§ **Written tasks**
**A)** Render this sentence from the masonry wall passage in Spanish: "A total of 1320 nonlinear dynamic analyses were performed."
**B)** Carry the passage on masonry wall collapse mechanisms forward from the point where it stops.

§ **Document**

□ □ □ □ □

The coefficient of restitution depends on the slenderness of the wall and the position of the hinge. For the stockier wall and lower intermediate hinge, the energy dissipation will decrease. For this type of mechanism, the value of the coefficient of restitution is between 0.84 and 0.90 from experimental tests (Graziotti et al. 2016). This model, does neither include progressive damage (Doherty et al. 2002) nor an energy damping term (Tomassetti et al. 2019). In this paper, the analytical formulation (Eq. 10) is used for the analyses.

The rocking response results are obtained from a MATLAB code that numerically solves the nonlinear equations by means of a 4th–5th order Runge–Kutta integration technique (The Mathworks Inc. 2016).

3.3 Comparison between linear and nonlinear kinematic approaches and nonlinear dynamic analysis

In this section, a critical review of seismic response assessment techniques for local collapse mechanisms in existing masonry structures is discussed. To have statistically robust results, three types of walls with the two different configurations of constraints are subjected to nonlinear dynamic analyses (Table 3). Each wall was subjected to 44 accelerograms with 2 constraint configurations for 10 different amplitude scales of ground motion. A total of 1320 nonlinear dynamic analyses were performed. The results of the dynamic analysis are expressed by the ratio between energy demand (ED) and capacity (EC) (Shawa et al. 2012; Sorrentino et al. 2016). The energy demand (ED) is calculated as the maximum potential energy during the seismic action or as the sum of the potential and kinetic energy at instability. The capacity energy (EC) is calculated as the difference in the potential energy of the system. In Fig. 9, the results obtained from the nonlinear dynamic analyses are compared with the methods proposed by the Italian code (IMIT 2018). In the Italian code, the evaluation of local collapse mechanisms is recommended with two approaches: the force-based approach and the displacement-based approach. The force-based approach defines the acceleration capacity (a0*). The acceleration demand is defined as the peak ground acceleration (PGA) divided by behavior factor q = 2.0 according to Eurocode 8 (CEN 2004, Table 4.4). This behavior factor is suitable for partitions and facades. The ratio between demand acceleration (PGA at the base of the block) and capacity acceleration is used to compare the force-based approach to the ratio of energy demands and capacity from dynamic approach that are presented in Fig. 9a–c. The displacement-based approach, on the other hand, defines a displacement capacity (du*). The corresponding demand displacement is evaluated using the spectral displacement (SDe(TS)) at the secant period (TS) of the local mechanism. The secant period of mechanism is defined as:

$$T_{S} = 2\pi \sqrt {\frac{{d_{s}^{*} }}{{a_{s}^{*} }}}$$
(11)

□ □ □ □ □

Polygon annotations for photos

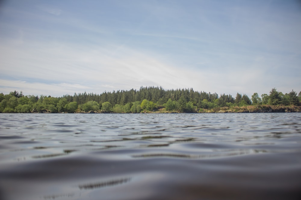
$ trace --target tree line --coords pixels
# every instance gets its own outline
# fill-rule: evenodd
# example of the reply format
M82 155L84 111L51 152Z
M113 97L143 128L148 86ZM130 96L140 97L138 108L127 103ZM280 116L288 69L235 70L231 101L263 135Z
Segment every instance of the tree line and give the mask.
M251 98L238 93L231 94L194 91L192 88L164 89L162 87L141 87L139 90L118 90L101 94L75 93L60 97L41 95L24 96L15 91L0 94L0 112L52 113L87 112L100 110L108 112L139 113L165 108L168 111L192 112L198 109L243 106L249 105L298 106L301 101L301 91L292 90L284 94L272 89L269 94L259 97L254 93Z

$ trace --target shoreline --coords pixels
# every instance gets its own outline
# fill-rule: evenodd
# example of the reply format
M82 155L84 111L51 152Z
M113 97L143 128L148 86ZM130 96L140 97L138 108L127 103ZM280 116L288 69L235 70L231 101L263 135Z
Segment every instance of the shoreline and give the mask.
M139 113L162 113L162 114L177 114L177 113L276 113L276 112L300 112L301 106L271 106L270 105L257 105L256 106L247 106L241 107L235 106L232 107L217 107L211 109L197 109L192 112L180 112L176 111L166 111L165 108L161 108L154 111L152 112L147 110L144 110ZM32 112L29 113L58 113L66 114L68 113L58 112L52 113L46 110L39 112ZM132 114L126 113L114 112L108 112L102 110L97 111L90 111L84 112L82 111L78 111L74 113L77 114Z

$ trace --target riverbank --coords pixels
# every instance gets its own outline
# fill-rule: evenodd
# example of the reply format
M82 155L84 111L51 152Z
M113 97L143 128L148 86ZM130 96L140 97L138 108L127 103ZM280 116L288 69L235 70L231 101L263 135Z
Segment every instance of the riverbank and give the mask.
M257 105L248 106L241 107L219 107L212 109L195 109L192 112L188 113L260 113L260 112L301 112L301 106L270 105ZM77 113L115 113L108 112L105 110L100 110L98 111L89 111L87 112L81 112ZM172 114L188 113L176 111L168 111L165 108L160 108L153 112L147 110L142 111L142 113L165 113Z
M300 112L301 106L272 106L270 105L256 105L247 106L241 107L217 107L209 109L196 109L191 112L181 112L177 111L169 111L166 110L165 108L161 108L159 109L150 111L148 110L142 111L141 113L260 113L260 112ZM44 110L41 112L32 112L32 113L51 113L50 111ZM64 114L64 112L59 113ZM74 113L85 114L109 114L116 113L111 111L107 111L103 110L99 110L97 111L90 111L85 112L78 109ZM126 114L126 113L125 113Z

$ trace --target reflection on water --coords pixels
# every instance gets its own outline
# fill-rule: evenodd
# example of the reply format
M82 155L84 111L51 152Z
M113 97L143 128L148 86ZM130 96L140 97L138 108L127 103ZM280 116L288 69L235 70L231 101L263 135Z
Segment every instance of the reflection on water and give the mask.
M0 199L299 199L300 120L0 114Z

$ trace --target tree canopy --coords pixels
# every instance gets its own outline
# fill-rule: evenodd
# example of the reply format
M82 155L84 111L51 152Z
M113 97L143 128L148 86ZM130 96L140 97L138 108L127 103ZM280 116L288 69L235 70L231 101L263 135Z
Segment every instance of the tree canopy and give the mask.
M250 99L237 93L231 94L194 91L192 88L165 90L162 87L142 87L139 90L105 91L101 94L75 93L60 97L41 95L24 96L15 91L0 94L0 112L68 112L105 111L107 112L139 113L165 108L168 111L189 112L197 109L249 105L268 104L297 106L301 100L301 92L293 90L283 94L272 89L269 94L259 97L254 93Z

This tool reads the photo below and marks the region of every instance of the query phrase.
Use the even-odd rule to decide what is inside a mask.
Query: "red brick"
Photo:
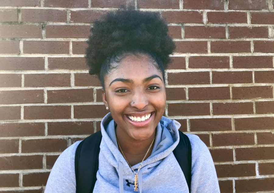
[[[168,106],[169,116],[210,115],[209,103],[171,103]]]
[[[208,12],[207,21],[209,23],[246,23],[247,17],[245,12]]]
[[[43,90],[3,91],[0,92],[0,104],[44,103]]]
[[[9,0],[1,1],[0,6],[40,6],[40,0]]]
[[[47,38],[84,38],[90,35],[89,25],[47,25]]]
[[[42,38],[42,26],[2,24],[0,38]]]
[[[40,136],[45,134],[44,123],[0,124],[1,137]]]
[[[0,107],[0,120],[19,119],[20,107]]]
[[[191,41],[174,42],[176,49],[174,52],[181,53],[207,53],[207,42],[205,41]]]
[[[19,144],[18,139],[0,140],[0,153],[18,153]]]
[[[67,147],[68,141],[65,139],[22,140],[22,153],[62,151]]]
[[[100,86],[100,81],[95,75],[91,75],[88,73],[74,74],[74,85],[75,86]]]
[[[274,101],[265,101],[255,103],[256,113],[274,113]]]
[[[198,11],[163,11],[163,17],[172,23],[202,23],[203,14]]]
[[[109,112],[104,105],[75,105],[74,118],[103,118]]]
[[[232,87],[232,99],[272,98],[272,86]]]
[[[258,144],[272,144],[274,141],[274,133],[270,132],[257,133]]]
[[[58,41],[24,41],[25,53],[68,54],[69,42]]]
[[[19,173],[0,174],[0,187],[16,187],[19,185]]]
[[[235,189],[239,193],[272,191],[274,190],[274,178],[236,180]]]
[[[72,103],[93,101],[93,89],[70,89],[47,91],[47,103]]]
[[[97,1],[102,1],[97,0]],[[141,8],[179,9],[180,8],[179,2],[176,0],[137,0],[137,6]]]
[[[1,170],[42,169],[43,156],[21,155],[0,157]]]
[[[219,186],[222,193],[233,192],[233,182],[231,180],[219,180]]]
[[[229,99],[229,87],[188,88],[189,100]]]
[[[166,88],[167,100],[185,100],[185,88]]]
[[[274,71],[255,71],[254,76],[255,82],[274,83]]]
[[[44,69],[44,58],[0,57],[0,70],[34,70]]]
[[[274,174],[274,163],[259,163],[259,174],[260,175]]]
[[[94,131],[92,121],[53,122],[47,124],[48,135],[90,135]]]
[[[182,57],[171,58],[171,62],[168,66],[168,69],[185,69],[185,58]]]
[[[225,38],[224,27],[184,26],[185,38]]]
[[[188,59],[188,67],[220,68],[229,67],[229,57],[223,56],[193,56]]]
[[[208,72],[191,72],[169,73],[168,84],[202,84],[210,83]]]
[[[88,44],[86,42],[72,42],[72,51],[73,54],[84,54]]]
[[[255,163],[215,165],[215,168],[219,178],[256,175]]]
[[[253,114],[253,103],[220,103],[213,104],[213,115]]]
[[[56,161],[59,155],[47,155],[46,165],[47,169],[51,169]]]
[[[49,173],[49,172],[43,172],[23,174],[23,186],[45,186]]]
[[[228,27],[230,38],[268,38],[268,28],[265,27]]]
[[[213,134],[212,138],[214,146],[255,144],[253,133]]]
[[[70,118],[70,106],[25,106],[24,118],[26,119],[56,119]]]
[[[233,67],[236,68],[273,68],[273,57],[236,56],[233,57]]]
[[[69,74],[39,74],[25,75],[25,86],[44,87],[70,86]]]
[[[254,51],[274,53],[274,41],[254,41]]]
[[[224,2],[214,0],[184,0],[183,2],[184,9],[223,9]]]
[[[2,54],[19,54],[20,52],[19,41],[16,40],[0,41],[0,53]]]
[[[211,42],[210,51],[213,53],[250,52],[250,42],[249,41]]]
[[[252,83],[251,71],[212,72],[213,84]]]
[[[231,119],[228,118],[191,119],[191,131],[231,130]]]
[[[87,7],[88,1],[86,0],[44,0],[44,7]]]
[[[0,22],[17,21],[17,9],[0,9]]]
[[[70,20],[71,22],[90,23],[100,19],[107,12],[105,11],[98,10],[71,11]]]
[[[23,22],[67,22],[65,10],[21,9],[21,21]]]
[[[234,0],[228,4],[229,9],[267,9],[266,1],[264,0],[242,1]]]
[[[134,6],[134,2],[132,0],[94,0],[91,1],[92,7],[113,7],[118,8],[121,5]]]
[[[274,147],[236,148],[235,152],[237,161],[274,159]]]
[[[168,34],[173,38],[181,38],[182,27],[181,26],[169,26]]]
[[[49,58],[48,68],[50,69],[87,70],[86,60],[83,57]]]
[[[255,130],[273,129],[274,117],[252,117],[235,118],[235,129]]]
[[[214,162],[232,162],[233,161],[233,150],[232,149],[210,149],[209,151]]]
[[[21,79],[20,74],[0,74],[0,87],[20,87]]]

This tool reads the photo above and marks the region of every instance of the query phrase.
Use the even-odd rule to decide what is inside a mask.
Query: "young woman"
[[[121,9],[95,22],[91,32],[86,56],[89,72],[100,79],[110,111],[101,123],[93,192],[189,192],[173,153],[180,140],[180,124],[163,116],[164,70],[175,49],[166,23],[156,13]],[[187,135],[190,192],[219,192],[209,151],[198,136]],[[45,193],[76,192],[74,160],[80,142],[58,158]]]

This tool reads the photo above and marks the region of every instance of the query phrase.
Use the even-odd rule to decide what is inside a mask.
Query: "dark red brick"
[[[224,27],[184,26],[185,38],[225,38]]]
[[[190,122],[191,131],[229,131],[231,130],[231,119],[228,118],[191,119]]]
[[[33,87],[70,86],[69,74],[39,74],[25,75],[25,86]]]
[[[273,57],[267,56],[235,56],[233,57],[236,68],[273,68]]]
[[[43,90],[3,91],[0,92],[0,104],[44,103],[44,94]]]
[[[207,42],[205,41],[176,41],[175,52],[181,53],[207,53]]]
[[[271,86],[232,87],[232,99],[273,97]]]
[[[208,72],[191,72],[169,73],[168,84],[201,84],[210,83]]]
[[[229,57],[223,56],[193,56],[188,59],[188,67],[220,68],[229,67]]]
[[[163,17],[172,23],[202,23],[203,14],[198,11],[163,11]]]
[[[207,87],[188,88],[189,100],[229,99],[229,87]]]
[[[24,108],[26,119],[70,118],[70,106],[31,106]]]
[[[230,38],[268,38],[266,27],[229,27],[228,31]]]
[[[25,53],[68,54],[69,42],[58,41],[24,41]]]
[[[89,25],[47,25],[47,38],[84,38],[90,35]]]
[[[212,72],[213,84],[252,83],[252,72]]]
[[[0,38],[42,38],[42,25],[2,24]]]
[[[171,103],[168,107],[169,116],[210,115],[208,103]]]
[[[44,58],[0,57],[0,70],[34,70],[44,69]]]
[[[210,51],[213,53],[250,52],[250,42],[249,41],[211,42]]]
[[[21,9],[21,21],[25,22],[66,22],[67,11],[58,9]]]
[[[208,12],[209,23],[247,23],[246,13],[240,12]]]
[[[21,79],[19,74],[0,74],[0,87],[20,87]]]

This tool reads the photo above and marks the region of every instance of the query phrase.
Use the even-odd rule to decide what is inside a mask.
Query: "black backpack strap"
[[[99,131],[85,139],[77,147],[74,164],[76,193],[93,191],[97,180],[101,140],[102,133]]]
[[[190,192],[191,183],[191,145],[188,137],[179,131],[180,140],[173,154],[184,173]]]

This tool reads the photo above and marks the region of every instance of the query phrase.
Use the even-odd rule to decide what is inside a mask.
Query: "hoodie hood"
[[[180,126],[180,124],[175,120],[162,117],[156,129],[155,141],[151,155],[143,162],[141,169],[138,174],[139,192],[142,192],[142,181],[145,178],[157,167],[163,159],[172,153],[177,146],[179,140],[178,130]],[[125,181],[128,180],[131,184],[134,181],[134,174],[118,149],[115,134],[115,123],[110,113],[102,120],[101,129],[102,138],[100,146],[101,150],[100,155],[107,158],[107,164],[112,167],[118,174],[117,177],[119,179],[119,191],[124,192],[125,179],[129,178],[126,179]],[[132,166],[135,172],[137,171],[139,165],[140,163],[138,163]],[[99,162],[99,166],[100,165]],[[100,167],[99,170],[100,173]],[[127,186],[126,185],[126,188],[127,186],[128,186],[128,184]]]

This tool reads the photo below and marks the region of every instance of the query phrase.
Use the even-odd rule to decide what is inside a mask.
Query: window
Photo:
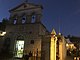
[[[24,23],[25,23],[25,21],[26,21],[26,17],[25,17],[25,16],[23,16],[23,18],[22,18],[22,24],[24,24]]]
[[[16,24],[16,22],[17,22],[16,20],[17,20],[17,18],[16,18],[16,19],[14,19],[14,22],[13,22],[13,24]]]
[[[36,15],[32,15],[32,23],[35,22],[35,19],[36,19]]]
[[[31,40],[31,41],[30,41],[30,44],[34,44],[34,40]]]

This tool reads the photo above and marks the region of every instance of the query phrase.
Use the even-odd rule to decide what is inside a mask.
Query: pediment
[[[41,5],[35,5],[35,4],[32,4],[32,3],[22,3],[20,5],[18,5],[17,7],[9,10],[10,12],[12,11],[20,11],[20,10],[27,10],[27,9],[32,9],[32,8],[39,8],[42,6]]]

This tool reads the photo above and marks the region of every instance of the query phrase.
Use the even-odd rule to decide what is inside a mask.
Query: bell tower
[[[42,6],[26,2],[9,10],[10,24],[40,23],[42,16]]]

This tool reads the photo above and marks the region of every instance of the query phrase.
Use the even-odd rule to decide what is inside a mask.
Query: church
[[[63,35],[49,32],[41,22],[42,5],[24,2],[9,10],[9,23],[4,39],[8,40],[13,57],[29,55],[29,60],[65,60],[66,41]]]

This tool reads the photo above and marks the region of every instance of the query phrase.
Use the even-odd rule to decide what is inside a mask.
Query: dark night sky
[[[24,0],[0,0],[0,21],[9,18],[8,10]],[[80,0],[29,0],[42,4],[42,22],[49,31],[53,28],[58,33],[59,26],[63,35],[80,36]]]

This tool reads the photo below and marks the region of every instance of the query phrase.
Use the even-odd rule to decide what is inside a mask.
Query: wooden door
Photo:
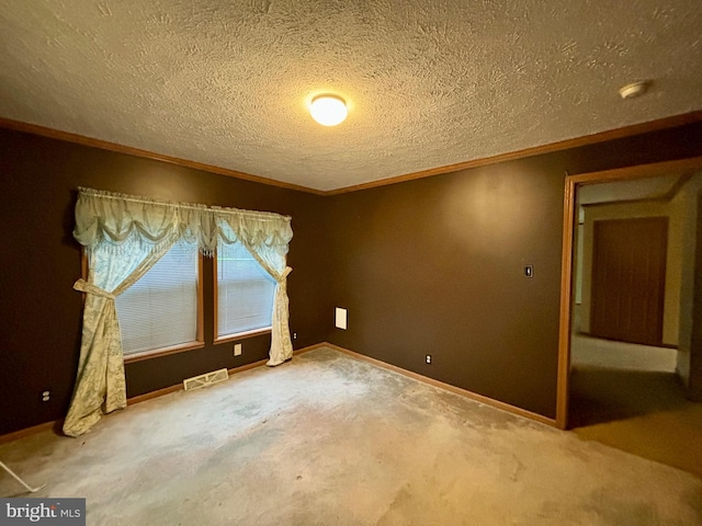
[[[595,221],[590,333],[663,344],[668,218]]]

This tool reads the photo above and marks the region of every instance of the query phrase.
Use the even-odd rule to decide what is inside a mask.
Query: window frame
[[[89,275],[88,267],[88,254],[86,252],[84,247],[80,248],[80,274],[81,277],[87,282]],[[124,356],[124,364],[133,364],[135,362],[141,362],[144,359],[156,358],[159,356],[167,356],[169,354],[183,353],[185,351],[194,351],[197,348],[204,348],[205,346],[205,338],[204,338],[204,299],[203,299],[203,255],[197,254],[197,291],[196,291],[196,301],[197,301],[197,313],[196,313],[196,328],[195,328],[195,340],[192,342],[179,343],[177,345],[169,345],[168,347],[159,347],[152,348],[149,351],[141,351],[139,353],[134,353],[128,356]],[[86,304],[86,293],[83,296],[83,305]],[[215,315],[216,316],[216,315]]]
[[[237,340],[244,340],[246,338],[253,338],[253,336],[259,336],[261,334],[270,334],[273,332],[273,325],[269,325],[269,327],[262,327],[260,329],[252,329],[250,331],[242,331],[242,332],[237,332],[235,334],[226,334],[224,336],[220,336],[218,334],[219,332],[219,278],[217,277],[217,253],[215,252],[213,260],[213,296],[214,296],[214,316],[213,316],[213,320],[214,320],[214,331],[213,331],[213,335],[214,335],[214,343],[230,343],[230,342],[235,342]],[[275,299],[273,299],[273,301],[275,301]]]

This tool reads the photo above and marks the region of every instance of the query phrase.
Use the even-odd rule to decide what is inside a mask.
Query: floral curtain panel
[[[102,412],[126,407],[122,341],[114,298],[141,277],[174,242],[212,256],[217,243],[242,243],[276,281],[270,361],[290,359],[285,260],[291,218],[271,213],[166,203],[79,188],[75,238],[86,247],[90,273],[73,288],[86,293],[78,375],[64,433],[79,436]]]

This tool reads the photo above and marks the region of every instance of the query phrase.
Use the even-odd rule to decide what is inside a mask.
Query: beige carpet
[[[690,473],[324,347],[0,458],[90,525],[702,524]]]

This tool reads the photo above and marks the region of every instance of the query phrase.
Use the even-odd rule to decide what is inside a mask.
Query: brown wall
[[[327,340],[553,418],[565,172],[700,155],[698,124],[328,198]]]
[[[81,295],[71,288],[80,277],[79,245],[71,236],[78,186],[293,216],[294,344],[322,340],[318,306],[328,266],[316,238],[322,225],[315,214],[319,196],[3,129],[0,173],[0,434],[60,419],[70,400],[81,328]],[[212,344],[212,264],[205,261],[207,345],[127,365],[129,397],[267,357],[268,335],[244,341],[244,354],[236,358],[233,343]],[[49,402],[41,401],[45,389],[52,392]]]

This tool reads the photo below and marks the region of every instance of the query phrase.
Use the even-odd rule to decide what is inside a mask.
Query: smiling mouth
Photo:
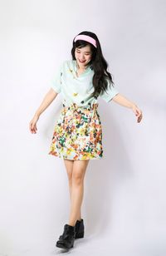
[[[81,60],[79,60],[79,62],[80,62],[81,63],[85,62],[85,61],[81,61]]]

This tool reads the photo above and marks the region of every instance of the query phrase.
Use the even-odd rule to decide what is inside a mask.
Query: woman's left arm
[[[137,122],[140,122],[143,118],[143,114],[141,110],[136,106],[135,103],[129,101],[124,96],[118,93],[115,96],[113,97],[112,101],[115,103],[118,103],[123,106],[129,107],[132,109],[135,116],[137,116]]]

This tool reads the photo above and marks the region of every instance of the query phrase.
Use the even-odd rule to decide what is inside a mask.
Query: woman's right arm
[[[41,116],[41,114],[50,106],[53,100],[56,97],[57,93],[51,88],[46,94],[42,102],[37,110],[32,120],[29,123],[29,129],[31,133],[37,133],[37,122]]]

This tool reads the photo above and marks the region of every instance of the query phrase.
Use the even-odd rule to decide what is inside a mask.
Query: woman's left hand
[[[132,107],[132,111],[137,116],[137,122],[139,123],[143,118],[143,114],[142,114],[141,110],[139,110],[139,108],[136,105],[134,105]]]

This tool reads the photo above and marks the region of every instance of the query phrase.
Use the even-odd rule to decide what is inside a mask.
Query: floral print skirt
[[[56,123],[49,155],[69,160],[100,159],[102,127],[98,103],[63,107]]]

□ □ □ □ □

§ **Response list**
**A)** Se realizaron en total 1320 análisis dinámicos no lineales.

**B)**
where \(d_{s}^{*} = 0.4 \cdot d_{u}^{*}\) and \(a_{s}^{*}\) is the relative pseudo-acceleration of the bilinear response curve (Sorrentino et al. 2016). The ratio between displacement demand and capacity is used to compare the displacement-based approach to the ratio of energy demands and capacity from the dynamic approach that are presented in Fig. 9b–d. As it can be observed in Fig. 9, the number of non-conservative cases is less for the one-sided mechanism, while it increases in the case of two-blocks mechanism. Furthermore, it is possible to see how displacement-based approach can reduce the number of non-conservative cases. Both code approaches confirm that they are in some cases unconservative. This evidence is due to several factors, for more details see (Shawa et al. 2012; Mauro et al. 2015; Sorrentino et al. 2016).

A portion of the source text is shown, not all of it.